(What needs to be done) Please read the forum thread below. After dfinn fits CO2 tube to the non-return valves, what is still leaking?

(Text block)

————

Thanks people. I know drilling is more difficult but I think it will be better aesthetically, plus it means I have fewer pipe joints/ leaking risks?

Dan


----------



## Chris Jackson (11 Aug 2015)

I'm enjoying your patient approach! Yes, I think drilling is the way to go otherwise the hoses will tend to flatten where they bend at the edge of the cabinet and restrict flow. You could use elbows instead of course but then a bit more leakage risk but some of the small ADA Gallery tanks are set that way and look v tidy in the videos. (Clear pipes and elbows mind so plenty of maintenance...)


----------



## dfinn (11 Aug 2015)

Thanks Chris, I have figured out that patience is definitely beneficial and you need to right kit/ parts to get things right. I think I am going to hold off cutting the cabinet as I think the hoses might be ok as they are. Half the problem is that my lily pipes only have one suction cup on so they twist with the hose pressure. I am going to try and fit another one to them somehow and see if that helps things.

The STC-1000 arrived today, now I need a project box to wire it into. 

Also my non-return valves are leaking a bit on the auto-doser. They are pretty cheap ones. Does any one know of any decent non-return valves that will fit airline but stop fluid back flow?

Dan


----------



## Chris Jackson (11 Aug 2015)

I'll be watching progress!

These for check valves perhaps? http://www.ebay.co.uk/itm/John-Gues...t=LH_DefaultDomain_3&var=&hash=item3397f8fb49


----------



## dfinn (11 Aug 2015)

Non return valves seem ok now, I have fitted CO2 tube to them instead. The only areas leaking now are the plastic connector from the pump to the tube grr.

Dan


----------



## Wisey (11 Aug 2015)

————

(Data section)
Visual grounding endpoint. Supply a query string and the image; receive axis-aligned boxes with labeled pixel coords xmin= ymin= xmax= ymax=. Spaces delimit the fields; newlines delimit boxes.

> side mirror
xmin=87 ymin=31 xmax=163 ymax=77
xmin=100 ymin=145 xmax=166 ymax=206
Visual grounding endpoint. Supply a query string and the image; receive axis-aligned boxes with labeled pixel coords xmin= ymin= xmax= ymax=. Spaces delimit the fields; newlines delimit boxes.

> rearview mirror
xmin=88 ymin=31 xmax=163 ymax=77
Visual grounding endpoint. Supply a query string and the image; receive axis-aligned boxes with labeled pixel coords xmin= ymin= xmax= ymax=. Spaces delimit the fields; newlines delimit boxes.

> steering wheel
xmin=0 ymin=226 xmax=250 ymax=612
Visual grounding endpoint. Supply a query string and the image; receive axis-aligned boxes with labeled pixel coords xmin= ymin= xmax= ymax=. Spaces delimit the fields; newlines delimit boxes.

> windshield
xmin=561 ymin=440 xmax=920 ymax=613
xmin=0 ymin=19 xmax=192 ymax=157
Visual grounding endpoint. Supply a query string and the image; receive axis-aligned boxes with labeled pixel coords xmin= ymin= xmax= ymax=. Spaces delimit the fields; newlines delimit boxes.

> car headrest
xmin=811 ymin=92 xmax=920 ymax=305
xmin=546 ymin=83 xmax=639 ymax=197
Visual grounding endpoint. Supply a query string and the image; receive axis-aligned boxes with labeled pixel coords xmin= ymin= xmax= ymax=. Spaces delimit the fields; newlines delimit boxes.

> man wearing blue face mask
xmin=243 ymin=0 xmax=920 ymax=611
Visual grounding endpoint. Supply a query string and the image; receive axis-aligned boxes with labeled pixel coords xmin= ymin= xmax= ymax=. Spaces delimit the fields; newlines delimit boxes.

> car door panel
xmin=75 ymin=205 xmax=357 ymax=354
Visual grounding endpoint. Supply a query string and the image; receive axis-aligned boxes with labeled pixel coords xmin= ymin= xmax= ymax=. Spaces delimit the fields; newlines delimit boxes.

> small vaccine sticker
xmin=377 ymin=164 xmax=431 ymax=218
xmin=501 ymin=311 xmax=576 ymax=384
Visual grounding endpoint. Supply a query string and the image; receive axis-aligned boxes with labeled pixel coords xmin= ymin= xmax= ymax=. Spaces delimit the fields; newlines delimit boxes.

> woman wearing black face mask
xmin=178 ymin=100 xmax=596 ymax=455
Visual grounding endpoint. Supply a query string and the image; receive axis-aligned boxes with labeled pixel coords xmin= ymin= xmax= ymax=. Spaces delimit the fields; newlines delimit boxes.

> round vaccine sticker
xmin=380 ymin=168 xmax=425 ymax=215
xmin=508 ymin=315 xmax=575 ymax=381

————

(Task result) The plastic connector from the pump to the tube.